EXTRACT PROVIDED Start Marker

In May 1976 I gave birth to my first child. She was stillborn.

I had a perfectly normal healthy pregnancy. I knew something was wrong from my examination at 34 weeks. I was sent for a scan. No-one would talk to me. I later learnt that a decision was made to tell me nothing. At 36 weeks they said my baby was small and it would be better if she was born now.

After 36 hours of labour I was finally told my baby was dead and that I needed an emergency Caesarean Section. I remember everything, every detail, every word spoken, every action, every feeling. I thought I was going to die and I wanted to.

Then nothing. A blank space, a void where there should have been a new life starting.

I asked questions which were mostly avoided or went unanswered. I was not allowed to see or to hold her. I was told to forget, get on with my life, to get pregnant again. I was told my daughter had Hydrocephalus and Spina Bifida. When I asked about the funeral was told that she had been 'slipped' in with someone-else. When I tried to give her a name I was told there was no provision to name a stillborn child.

I named her Angela and wrote the name on her certificate myself.

Then in January 2001 came Organ Retention and the knowledge that the hospital I was in was one of the ones being investigated. Now everything I hadn't been told was menacing. After several months, and only after I had been advised who to write to by a solicitor, I started to get answers.

My daughter was not involved in any organ retention but suddenly I had more information than I ever dreamed possible. My daughter had a funeral. She was in a public grave with four adults and six babies. I have all their names. I remember the moment I spoke to the cemetery because that was the moment she became real to me and I felt her, close to me, within me. We were together at last.

EXTRACT PROVIDED End Marker
GIVEN ENTRIES Start Marker

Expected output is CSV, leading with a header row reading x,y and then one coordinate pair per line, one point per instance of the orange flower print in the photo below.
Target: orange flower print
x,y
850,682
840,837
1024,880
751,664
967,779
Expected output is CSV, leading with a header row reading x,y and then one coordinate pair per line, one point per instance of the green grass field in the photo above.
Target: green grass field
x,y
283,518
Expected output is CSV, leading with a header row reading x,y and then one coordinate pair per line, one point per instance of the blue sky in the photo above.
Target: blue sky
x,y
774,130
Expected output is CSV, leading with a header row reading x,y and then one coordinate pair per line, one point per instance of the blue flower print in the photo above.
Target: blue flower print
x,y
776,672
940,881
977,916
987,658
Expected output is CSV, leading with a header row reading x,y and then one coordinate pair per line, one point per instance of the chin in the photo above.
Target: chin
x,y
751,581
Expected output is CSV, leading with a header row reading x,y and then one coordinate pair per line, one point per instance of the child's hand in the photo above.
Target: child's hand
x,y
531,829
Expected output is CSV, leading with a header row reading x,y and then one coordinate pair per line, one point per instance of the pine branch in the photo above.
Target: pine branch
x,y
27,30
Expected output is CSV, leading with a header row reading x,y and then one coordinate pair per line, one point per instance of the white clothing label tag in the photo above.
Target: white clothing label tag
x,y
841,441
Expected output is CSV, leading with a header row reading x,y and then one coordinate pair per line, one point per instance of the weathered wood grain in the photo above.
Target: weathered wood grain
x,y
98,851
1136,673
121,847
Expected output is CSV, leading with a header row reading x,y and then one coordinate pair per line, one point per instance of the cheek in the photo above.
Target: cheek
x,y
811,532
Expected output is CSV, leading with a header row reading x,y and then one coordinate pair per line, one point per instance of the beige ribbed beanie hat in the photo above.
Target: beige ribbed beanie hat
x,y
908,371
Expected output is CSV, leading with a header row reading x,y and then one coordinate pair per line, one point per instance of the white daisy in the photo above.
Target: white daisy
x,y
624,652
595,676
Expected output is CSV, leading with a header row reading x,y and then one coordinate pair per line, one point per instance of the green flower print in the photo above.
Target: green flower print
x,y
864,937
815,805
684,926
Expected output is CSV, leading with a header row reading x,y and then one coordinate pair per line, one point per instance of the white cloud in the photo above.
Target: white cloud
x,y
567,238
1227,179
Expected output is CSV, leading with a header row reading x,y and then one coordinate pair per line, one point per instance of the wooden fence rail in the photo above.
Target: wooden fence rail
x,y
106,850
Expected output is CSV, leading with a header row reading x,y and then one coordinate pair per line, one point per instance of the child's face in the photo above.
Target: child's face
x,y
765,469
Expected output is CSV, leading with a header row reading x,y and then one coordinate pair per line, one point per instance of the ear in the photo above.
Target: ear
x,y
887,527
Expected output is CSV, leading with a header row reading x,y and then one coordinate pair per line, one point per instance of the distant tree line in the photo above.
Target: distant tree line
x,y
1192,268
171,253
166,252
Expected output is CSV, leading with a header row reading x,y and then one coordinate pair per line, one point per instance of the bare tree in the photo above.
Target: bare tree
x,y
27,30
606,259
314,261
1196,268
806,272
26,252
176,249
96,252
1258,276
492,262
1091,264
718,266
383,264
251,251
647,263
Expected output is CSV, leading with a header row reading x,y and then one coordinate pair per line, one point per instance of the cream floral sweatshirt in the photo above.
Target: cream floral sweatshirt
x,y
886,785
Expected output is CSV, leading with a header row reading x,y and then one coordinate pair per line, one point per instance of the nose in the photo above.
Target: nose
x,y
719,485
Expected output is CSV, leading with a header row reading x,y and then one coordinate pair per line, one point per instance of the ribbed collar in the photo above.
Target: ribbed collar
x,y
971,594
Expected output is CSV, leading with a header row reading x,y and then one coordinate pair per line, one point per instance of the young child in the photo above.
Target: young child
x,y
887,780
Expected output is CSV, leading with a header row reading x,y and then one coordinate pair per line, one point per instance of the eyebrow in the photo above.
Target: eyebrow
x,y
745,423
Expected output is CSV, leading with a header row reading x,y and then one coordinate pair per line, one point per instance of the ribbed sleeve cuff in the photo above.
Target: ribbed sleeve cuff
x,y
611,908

GIVEN ENTRIES End Marker

PROBLEMS AND TASKS:
- 1) In the stillbirth account, how many adults and how many babies were in the public grave with the daughter?
- 2) Reproduce the portion of the stillbirth account starting with "I had a perfectly" and going on through "new life starting.".
Rely solely on the stillbirth account when responding.

SOLUTIONS PER TASK:
- 1) Four adults and six babies.

- 2)
I had a perfectly normal healthy pregnancy. I knew something was wrong from my examination at 34 weeks. I was sent for a scan. No-one would talk to me. I later learnt that a decision was made to tell me nothing. At 36 weeks they said my baby was small and it would be better if she was born now.

After 36 hours of labour I was finally told my baby was dead and that I needed an emergency Caesarean Section. I remember everything, every detail, every word spoken, every action, every feeling. I thought I was going to die and I wanted to.

Then nothing. A blank space, a void where there should have been a new life starting.